[Request] Retype the lines from the line with "detection_target: water" up to and including the line with "[462,148,492,205]", leaving the pictures out of your answer.
───── Supplied records
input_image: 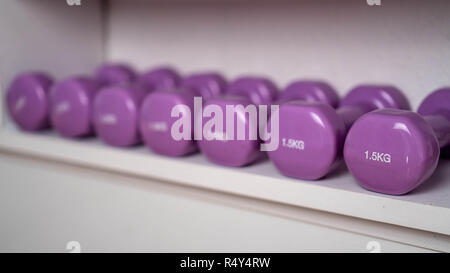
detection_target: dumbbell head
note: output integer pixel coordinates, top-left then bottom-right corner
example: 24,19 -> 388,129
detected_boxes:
344,88 -> 450,195
268,86 -> 407,180
344,109 -> 439,195
417,87 -> 450,158
227,76 -> 278,105
278,81 -> 339,108
139,67 -> 181,91
50,76 -> 99,137
180,73 -> 227,100
95,64 -> 136,86
93,84 -> 147,146
139,90 -> 197,156
340,85 -> 410,110
6,73 -> 53,131
196,95 -> 261,167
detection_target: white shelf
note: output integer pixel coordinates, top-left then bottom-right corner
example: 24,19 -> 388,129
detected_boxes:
0,125 -> 450,235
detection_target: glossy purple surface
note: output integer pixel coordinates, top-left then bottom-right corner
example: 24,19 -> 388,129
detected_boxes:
268,101 -> 345,180
139,67 -> 181,91
50,76 -> 100,137
417,87 -> 450,155
6,73 -> 53,131
140,73 -> 225,156
278,81 -> 339,108
95,64 -> 137,86
344,88 -> 450,195
139,90 -> 197,156
180,73 -> 227,100
268,86 -> 409,180
196,95 -> 262,167
339,85 -> 411,110
227,77 -> 278,105
344,109 -> 439,195
93,84 -> 147,146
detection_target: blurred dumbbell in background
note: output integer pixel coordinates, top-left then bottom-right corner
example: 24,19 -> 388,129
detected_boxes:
268,85 -> 409,180
344,88 -> 450,195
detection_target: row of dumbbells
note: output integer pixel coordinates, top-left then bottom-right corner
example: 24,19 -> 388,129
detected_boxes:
7,64 -> 450,195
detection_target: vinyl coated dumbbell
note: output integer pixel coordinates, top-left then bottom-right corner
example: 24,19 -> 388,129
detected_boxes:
50,64 -> 147,137
139,67 -> 181,91
139,73 -> 226,156
180,72 -> 227,100
6,72 -> 53,131
268,85 -> 409,180
50,76 -> 100,137
198,78 -> 337,167
93,66 -> 181,146
227,76 -> 278,105
344,88 -> 450,195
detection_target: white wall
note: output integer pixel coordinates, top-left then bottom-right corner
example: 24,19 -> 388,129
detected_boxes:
108,0 -> 450,109
0,153 -> 427,252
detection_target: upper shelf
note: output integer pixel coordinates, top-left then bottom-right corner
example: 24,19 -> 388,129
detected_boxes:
0,124 -> 450,235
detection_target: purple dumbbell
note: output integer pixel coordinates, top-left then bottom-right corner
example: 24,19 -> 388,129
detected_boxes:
50,76 -> 100,137
93,84 -> 148,146
227,76 -> 278,105
139,73 -> 226,156
198,78 -> 338,167
6,73 -> 53,131
277,81 -> 339,108
180,73 -> 227,100
139,67 -> 181,90
95,64 -> 137,86
269,85 -> 409,180
93,68 -> 181,146
344,88 -> 450,195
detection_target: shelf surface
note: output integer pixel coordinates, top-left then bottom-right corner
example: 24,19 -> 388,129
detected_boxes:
0,124 -> 450,235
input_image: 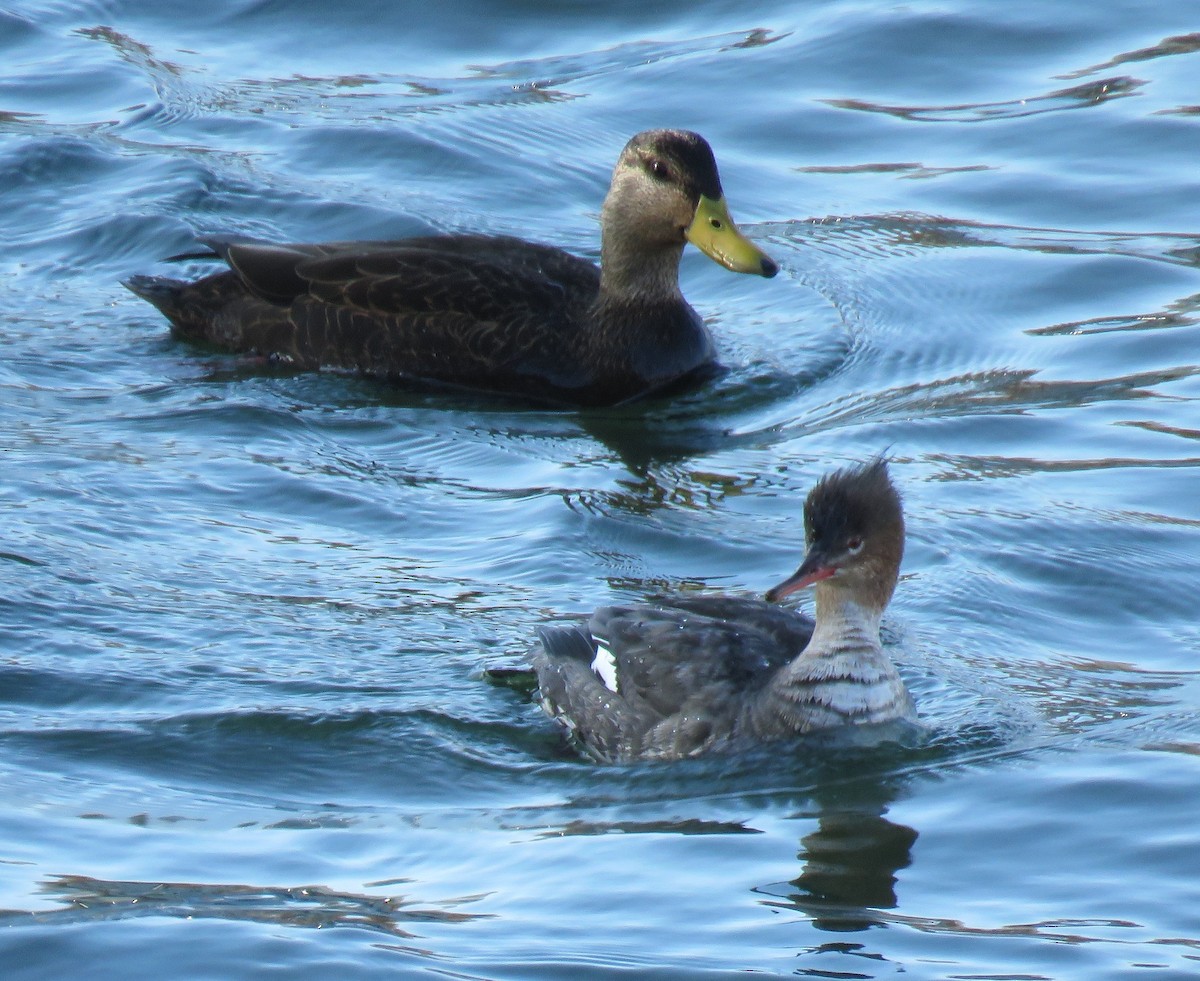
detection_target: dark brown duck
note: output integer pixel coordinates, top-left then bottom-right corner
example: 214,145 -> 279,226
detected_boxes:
530,459 -> 916,762
126,130 -> 778,405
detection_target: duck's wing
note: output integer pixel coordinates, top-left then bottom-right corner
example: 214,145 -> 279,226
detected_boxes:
190,236 -> 600,390
654,594 -> 816,663
532,600 -> 808,759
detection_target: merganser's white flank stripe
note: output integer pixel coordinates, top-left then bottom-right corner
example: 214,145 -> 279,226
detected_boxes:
592,638 -> 617,692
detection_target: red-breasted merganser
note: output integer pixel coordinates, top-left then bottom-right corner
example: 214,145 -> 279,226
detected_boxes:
530,459 -> 916,762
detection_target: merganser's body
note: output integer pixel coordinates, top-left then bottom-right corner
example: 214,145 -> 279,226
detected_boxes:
530,459 -> 916,762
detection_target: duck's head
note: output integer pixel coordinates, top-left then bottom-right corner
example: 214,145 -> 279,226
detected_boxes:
767,458 -> 904,609
604,130 -> 779,278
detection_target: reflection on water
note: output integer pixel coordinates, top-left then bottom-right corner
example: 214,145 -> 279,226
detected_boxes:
826,76 -> 1146,122
756,782 -> 918,932
0,875 -> 488,938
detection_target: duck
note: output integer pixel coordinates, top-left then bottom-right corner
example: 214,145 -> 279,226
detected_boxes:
124,130 -> 779,407
528,458 -> 916,763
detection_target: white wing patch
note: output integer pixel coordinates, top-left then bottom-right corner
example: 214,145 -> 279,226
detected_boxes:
592,637 -> 617,692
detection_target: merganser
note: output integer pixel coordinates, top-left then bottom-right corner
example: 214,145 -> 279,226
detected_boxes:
530,458 -> 916,762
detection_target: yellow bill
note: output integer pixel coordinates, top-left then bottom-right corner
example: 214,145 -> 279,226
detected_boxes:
684,194 -> 779,279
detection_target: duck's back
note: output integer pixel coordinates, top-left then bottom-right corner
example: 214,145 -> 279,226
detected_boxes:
532,597 -> 812,760
130,235 -> 609,398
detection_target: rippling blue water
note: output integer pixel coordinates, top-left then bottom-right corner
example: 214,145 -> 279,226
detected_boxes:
0,0 -> 1200,981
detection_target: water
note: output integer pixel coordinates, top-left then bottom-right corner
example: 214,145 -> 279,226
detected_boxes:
0,0 -> 1200,981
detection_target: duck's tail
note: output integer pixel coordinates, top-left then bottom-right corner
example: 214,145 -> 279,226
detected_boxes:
121,276 -> 204,337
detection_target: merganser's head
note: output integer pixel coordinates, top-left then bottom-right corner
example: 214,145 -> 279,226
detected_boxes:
767,457 -> 904,609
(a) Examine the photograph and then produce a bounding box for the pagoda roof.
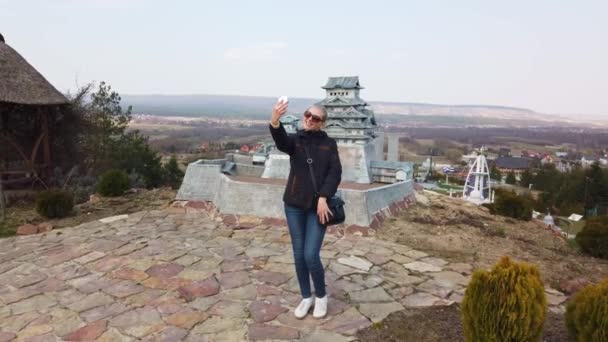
[321,76,363,89]
[317,96,367,107]
[331,107,370,119]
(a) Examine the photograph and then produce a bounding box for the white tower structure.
[462,148,492,205]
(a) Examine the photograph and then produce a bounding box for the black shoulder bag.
[304,144,346,226]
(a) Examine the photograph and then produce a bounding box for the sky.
[0,0,608,118]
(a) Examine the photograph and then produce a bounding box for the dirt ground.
[0,188,176,237]
[377,192,608,290]
[357,304,569,342]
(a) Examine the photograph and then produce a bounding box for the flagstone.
[217,271,251,289]
[338,255,373,272]
[63,321,108,341]
[191,316,243,334]
[68,292,114,312]
[165,310,207,329]
[248,323,300,341]
[358,302,404,323]
[220,284,256,300]
[146,263,184,278]
[403,261,441,273]
[349,287,393,303]
[80,302,129,322]
[177,277,220,301]
[321,308,372,335]
[249,301,287,323]
[9,294,57,315]
[17,324,53,341]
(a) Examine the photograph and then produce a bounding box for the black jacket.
[269,124,342,209]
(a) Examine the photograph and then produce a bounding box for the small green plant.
[97,170,130,197]
[566,279,608,342]
[576,216,608,259]
[36,189,74,218]
[484,190,534,221]
[461,256,547,342]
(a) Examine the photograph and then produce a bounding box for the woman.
[270,101,342,319]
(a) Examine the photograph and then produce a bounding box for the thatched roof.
[0,36,68,105]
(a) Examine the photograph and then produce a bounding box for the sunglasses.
[304,111,323,123]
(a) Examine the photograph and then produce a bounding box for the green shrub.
[488,190,534,221]
[576,216,608,259]
[36,189,74,218]
[461,257,547,342]
[97,170,130,197]
[566,279,608,342]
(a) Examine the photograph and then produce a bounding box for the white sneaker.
[312,295,327,318]
[293,297,313,319]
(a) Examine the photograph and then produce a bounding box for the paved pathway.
[0,210,564,342]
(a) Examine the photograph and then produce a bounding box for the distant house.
[498,147,511,157]
[581,155,599,167]
[540,154,555,165]
[494,157,532,176]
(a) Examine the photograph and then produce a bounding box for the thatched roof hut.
[0,36,68,106]
[0,35,68,188]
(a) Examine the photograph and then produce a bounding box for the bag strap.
[302,143,319,196]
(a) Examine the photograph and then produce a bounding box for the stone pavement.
[0,210,559,342]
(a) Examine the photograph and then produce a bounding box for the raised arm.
[269,100,295,155]
[319,141,342,199]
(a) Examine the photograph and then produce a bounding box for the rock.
[207,300,248,318]
[68,292,114,312]
[446,262,473,275]
[349,287,393,303]
[420,257,448,267]
[430,271,470,288]
[177,276,220,301]
[414,191,431,207]
[218,271,251,289]
[416,279,454,298]
[192,316,243,334]
[146,263,184,278]
[338,255,374,272]
[559,278,592,295]
[74,251,106,265]
[253,271,291,286]
[0,331,17,342]
[402,292,446,308]
[165,310,207,329]
[249,301,287,323]
[321,308,372,335]
[249,323,300,341]
[300,329,351,342]
[403,261,441,273]
[17,223,38,235]
[359,302,404,323]
[99,215,129,223]
[38,222,53,233]
[63,321,108,341]
[403,249,428,260]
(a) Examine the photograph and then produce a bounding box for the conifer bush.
[97,170,130,197]
[36,189,74,218]
[461,256,547,342]
[566,278,608,342]
[576,216,608,259]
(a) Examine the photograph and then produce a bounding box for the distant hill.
[122,95,600,125]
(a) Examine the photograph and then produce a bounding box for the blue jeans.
[285,204,325,298]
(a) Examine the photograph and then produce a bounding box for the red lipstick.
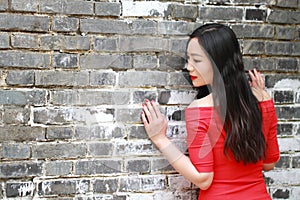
[190,75,197,81]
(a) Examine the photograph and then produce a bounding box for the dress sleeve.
[260,100,280,164]
[186,108,214,172]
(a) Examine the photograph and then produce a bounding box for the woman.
[141,24,279,200]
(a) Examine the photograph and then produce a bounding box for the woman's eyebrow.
[190,53,203,57]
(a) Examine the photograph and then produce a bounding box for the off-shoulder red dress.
[185,100,280,200]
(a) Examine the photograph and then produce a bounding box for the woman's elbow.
[196,172,214,190]
[263,163,276,172]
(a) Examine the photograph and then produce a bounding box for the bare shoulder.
[188,94,214,108]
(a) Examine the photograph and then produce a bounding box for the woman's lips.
[190,75,197,81]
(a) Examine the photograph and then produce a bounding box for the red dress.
[185,100,279,200]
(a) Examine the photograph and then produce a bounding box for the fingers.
[249,69,265,89]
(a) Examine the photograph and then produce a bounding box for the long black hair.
[190,24,266,164]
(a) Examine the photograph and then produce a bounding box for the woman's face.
[187,38,213,87]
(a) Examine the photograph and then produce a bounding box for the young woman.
[141,24,279,200]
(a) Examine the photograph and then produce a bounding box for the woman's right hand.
──────────
[Response to this exercise]
detection_target: water
note: output integer pixel coordinates, top-left then bottom-right corner
example: 214,145 -> 279,226
detected_boxes:
0,0 -> 1200,981
detection_target: duck's tail
note: output integer pixel coordinates, top-left then bottom-right corner
example: 214,145 -> 279,226
detected_boxes:
121,276 -> 204,337
detection_target: merganser's head
note: output integer pixel coordinates, top-left then bottom-right corner
example: 214,145 -> 279,226
detected_boxes:
767,457 -> 904,609
(a) Examine the photograph and then produce a bounding box for the pagoda roof.
[321,76,363,89]
[317,96,367,107]
[331,107,370,119]
(a) Examine the photograph and then produce a bounding box for the white tower structure.
[462,148,492,205]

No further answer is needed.